== RECORDS PROVIDED ==
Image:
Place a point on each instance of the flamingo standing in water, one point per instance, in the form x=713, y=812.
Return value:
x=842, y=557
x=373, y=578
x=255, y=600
===
SET PROBLEM.
Reproduce every line of the records above, requests included, and shift each coordinate in the answers by adding 89 to both its x and y values. The sample format in the request stays unchanged.

THE RESPONSE.
Image:
Place a point on each instance of the flamingo standing in water, one point per instance, in the form x=713, y=812.
Return value:
x=931, y=646
x=462, y=667
x=344, y=689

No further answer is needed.